EXERCISE REQUIREMENTS
Rewrite the records below as a JSON list of strings, with one string per line and blank lines left out. Omit the pictures.

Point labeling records
· · ·
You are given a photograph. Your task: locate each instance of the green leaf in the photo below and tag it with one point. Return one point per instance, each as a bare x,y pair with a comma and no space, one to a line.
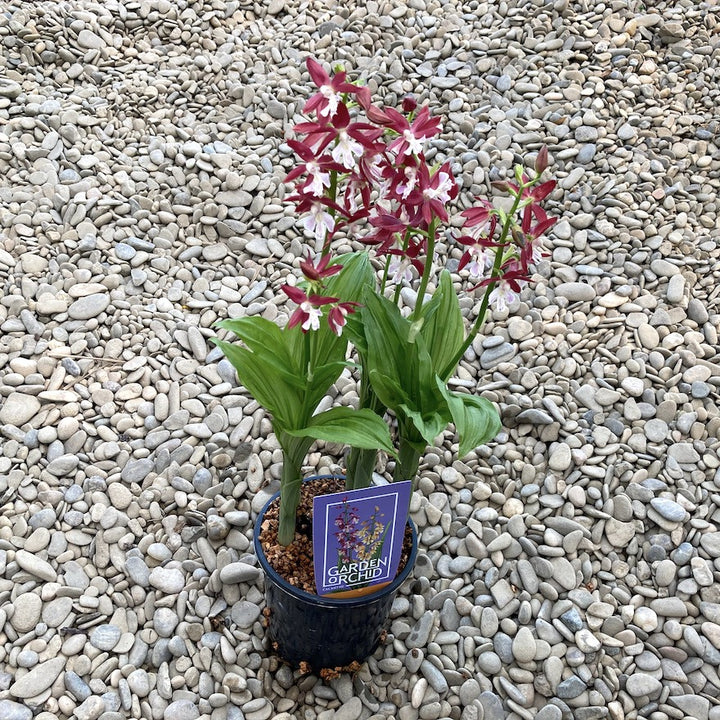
282,399
269,344
359,428
476,419
443,329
· · ·
OUTPUT
[
  "You are given a photograph. Your task: locate each instance of the green leaf in the photo below and tag it with one point. Return one point per instance, each as a bare x,y pair with a comma and no space, one to a line.",
  "282,399",
  "269,344",
  "359,428",
  "476,419",
  "443,329"
]